Но «пошлость черни», пораженной завистью и ненавистью, – лишь внешний фон отношений. Сила личности Сковороды и пленяла, и пугала одновременно. Поэтому и пишет Ковалинский, что «любил сердце его, но пугался разума его; почитал жизнь его, но не мог понять умом рассуждений его; уважал добродетели его, но избегал мнений его; видел чистоту нравов, но не понимал истину разума его; желал бы быть другом, но не учеником его…»
Быть учеником Сковороды – то же, что и быть учеником Сократа: либо повторить путь Сократа, либо не быть его учеником. Слушать Сковороду – еще не значит слышать Сковороду. Понять его – значит, самому стоять на земле под золотыми искрами небесного алфавита. Требовать такой решительности повернуть свою судьбу вспять от молодого человека, в голове которого еще полный кавардак, невозможно и не нужно. Как не нужно требовать того же от многих, счастливых и радостных мирским счастьем своим.

ПРЕДОСТАВЛЕННЫЙ ПЕРЕЧЕНЬ:

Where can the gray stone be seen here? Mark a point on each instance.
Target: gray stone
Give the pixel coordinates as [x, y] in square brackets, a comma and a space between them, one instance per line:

...

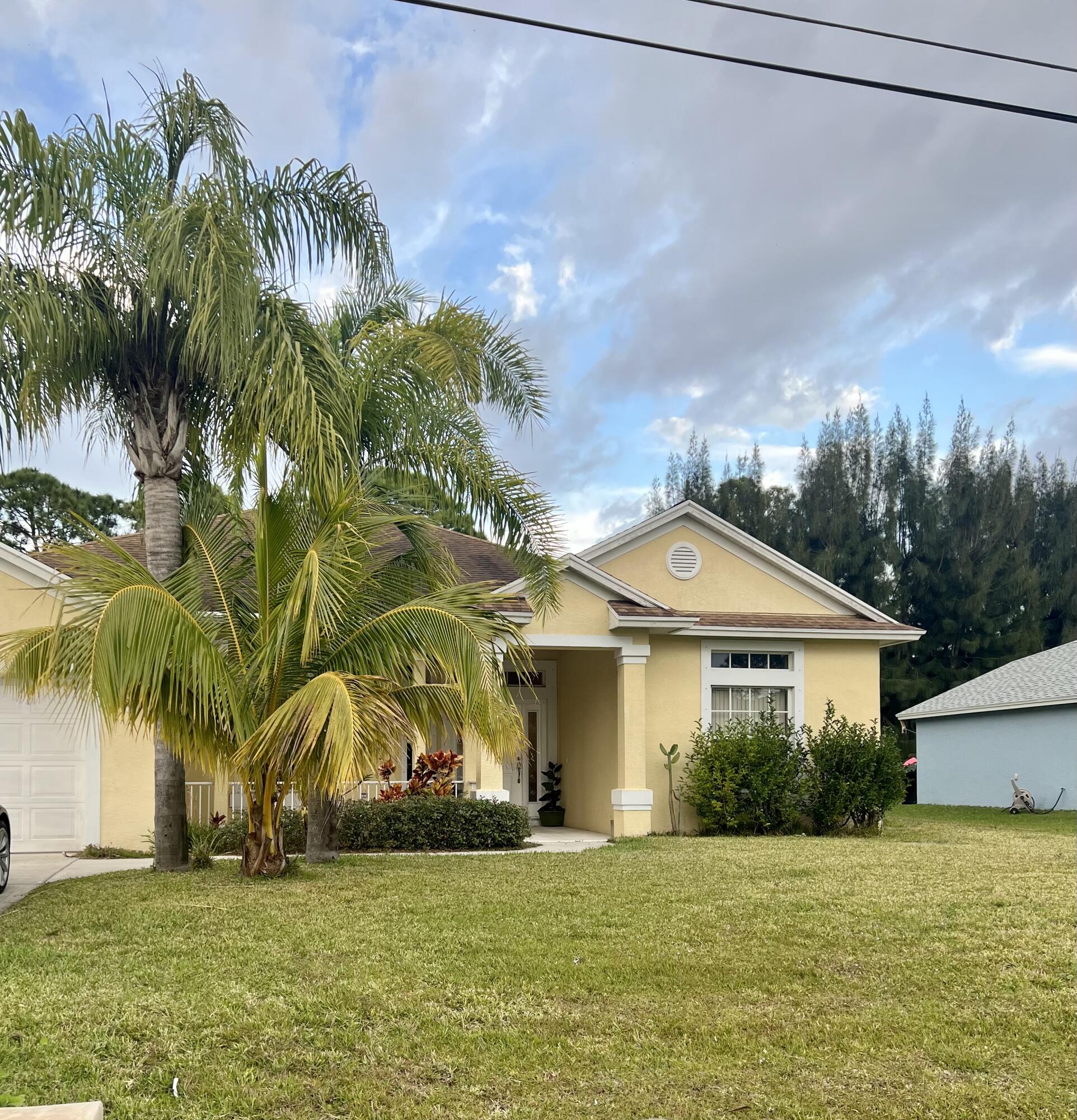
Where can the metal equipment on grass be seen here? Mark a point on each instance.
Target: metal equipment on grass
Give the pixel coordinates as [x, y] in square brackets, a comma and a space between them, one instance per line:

СПИСОК ЗАДАНИЙ:
1 > Ответьте на вопросы по отрывку о Сковороде.
(a) Как действовала на людей сила личности Сковороды?
(b) С учеником какого философа сравнивается ученик Сковороды?
(c) От кого, согласно тексту, невозможно и не нужно требовать решимости повернуть свою судьбу вспять?
2 > Перепишите фрагмент отрывка о Сковороде без изменений, начиная со слов «Быть учеником Сковороды» и заканчивая словами «мирским счастьем своим.».

ОТВЕТЫ ПО ЗАДАНИЯМ:
1 >
(a) Она одновременно пленяла и пугала.
(b) С учеником Сократа.
(c) От молодого человека, в голове которого еще полный кавардак.

2 >
Быть учеником Сковороды – то же, что и быть учеником Сократа: либо повторить путь Сократа, либо не быть его учеником. Слушать Сковороду – еще не значит слышать Сковороду. Понять его – значит, самому стоять на земле под золотыми искрами небесного алфавита. Требовать такой решительности повернуть свою судьбу вспять от молодого человека, в голове которого еще полный кавардак, невозможно и не нужно. Как не нужно требовать того же от многих, счастливых и радостных мирским счастьем своим.